— BEGIN ITEMS —

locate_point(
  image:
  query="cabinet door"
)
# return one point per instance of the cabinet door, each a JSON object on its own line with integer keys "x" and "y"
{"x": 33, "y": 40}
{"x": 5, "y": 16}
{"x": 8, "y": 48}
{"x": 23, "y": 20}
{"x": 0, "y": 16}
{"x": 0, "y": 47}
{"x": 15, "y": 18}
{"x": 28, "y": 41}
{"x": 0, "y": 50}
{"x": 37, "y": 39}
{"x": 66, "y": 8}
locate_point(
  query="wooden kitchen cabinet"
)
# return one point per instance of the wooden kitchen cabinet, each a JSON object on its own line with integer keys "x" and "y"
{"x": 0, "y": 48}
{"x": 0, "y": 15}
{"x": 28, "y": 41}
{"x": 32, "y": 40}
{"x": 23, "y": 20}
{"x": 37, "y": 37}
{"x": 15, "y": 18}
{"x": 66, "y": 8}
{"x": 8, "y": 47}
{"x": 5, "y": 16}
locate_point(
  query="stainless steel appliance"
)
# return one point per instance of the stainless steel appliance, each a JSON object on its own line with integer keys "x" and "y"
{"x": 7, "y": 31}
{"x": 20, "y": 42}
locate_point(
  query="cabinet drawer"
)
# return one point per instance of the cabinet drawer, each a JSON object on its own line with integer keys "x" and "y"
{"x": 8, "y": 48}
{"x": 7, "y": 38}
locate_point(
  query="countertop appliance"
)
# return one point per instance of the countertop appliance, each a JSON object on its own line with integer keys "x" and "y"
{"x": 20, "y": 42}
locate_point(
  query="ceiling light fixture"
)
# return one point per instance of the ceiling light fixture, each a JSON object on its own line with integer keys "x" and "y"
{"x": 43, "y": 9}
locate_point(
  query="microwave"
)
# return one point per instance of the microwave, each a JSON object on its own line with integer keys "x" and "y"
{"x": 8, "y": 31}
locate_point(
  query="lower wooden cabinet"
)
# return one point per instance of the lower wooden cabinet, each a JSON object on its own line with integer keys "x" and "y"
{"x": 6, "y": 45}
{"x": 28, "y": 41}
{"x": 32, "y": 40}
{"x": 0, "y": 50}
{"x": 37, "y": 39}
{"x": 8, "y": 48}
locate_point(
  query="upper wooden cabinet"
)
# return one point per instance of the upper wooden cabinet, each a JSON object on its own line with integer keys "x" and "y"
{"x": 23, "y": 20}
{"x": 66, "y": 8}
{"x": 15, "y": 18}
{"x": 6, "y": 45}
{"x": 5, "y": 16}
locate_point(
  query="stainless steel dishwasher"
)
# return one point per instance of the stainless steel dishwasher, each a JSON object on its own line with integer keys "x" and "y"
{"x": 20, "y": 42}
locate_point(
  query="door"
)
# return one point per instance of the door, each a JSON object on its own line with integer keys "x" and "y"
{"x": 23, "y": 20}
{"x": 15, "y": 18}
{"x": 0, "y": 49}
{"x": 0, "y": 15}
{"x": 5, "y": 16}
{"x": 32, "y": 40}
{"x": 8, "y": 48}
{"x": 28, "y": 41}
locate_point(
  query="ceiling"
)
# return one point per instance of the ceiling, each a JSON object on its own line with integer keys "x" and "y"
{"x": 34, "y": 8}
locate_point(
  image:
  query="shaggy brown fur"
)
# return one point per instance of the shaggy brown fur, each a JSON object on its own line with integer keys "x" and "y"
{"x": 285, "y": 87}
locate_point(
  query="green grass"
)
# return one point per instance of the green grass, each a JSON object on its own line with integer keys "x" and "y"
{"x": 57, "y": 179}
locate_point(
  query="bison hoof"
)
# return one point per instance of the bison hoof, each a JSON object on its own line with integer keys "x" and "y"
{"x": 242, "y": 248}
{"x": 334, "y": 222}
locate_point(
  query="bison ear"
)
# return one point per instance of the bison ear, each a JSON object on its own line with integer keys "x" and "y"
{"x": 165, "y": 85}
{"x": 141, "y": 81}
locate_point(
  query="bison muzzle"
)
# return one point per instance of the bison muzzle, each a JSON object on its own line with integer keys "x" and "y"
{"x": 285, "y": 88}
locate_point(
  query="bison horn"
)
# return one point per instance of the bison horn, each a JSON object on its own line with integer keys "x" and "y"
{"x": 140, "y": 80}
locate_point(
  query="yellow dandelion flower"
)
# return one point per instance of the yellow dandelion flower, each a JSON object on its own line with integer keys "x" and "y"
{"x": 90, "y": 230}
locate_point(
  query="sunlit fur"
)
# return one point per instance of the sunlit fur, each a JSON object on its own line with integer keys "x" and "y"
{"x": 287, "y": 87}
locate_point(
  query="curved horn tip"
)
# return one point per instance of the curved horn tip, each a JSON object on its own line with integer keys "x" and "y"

— END ITEMS —

PROBLEM STATEMENT – Extract each line of the material above that contains the word "muzzle", copying every such line in full. Uppercase and lowercase letters count as different.

ANSWER TO THE PROBLEM –
  query="bison muzzle"
# return one point per instance of the bison muzzle, each a JSON object on its own line with integer keys "x" and "y"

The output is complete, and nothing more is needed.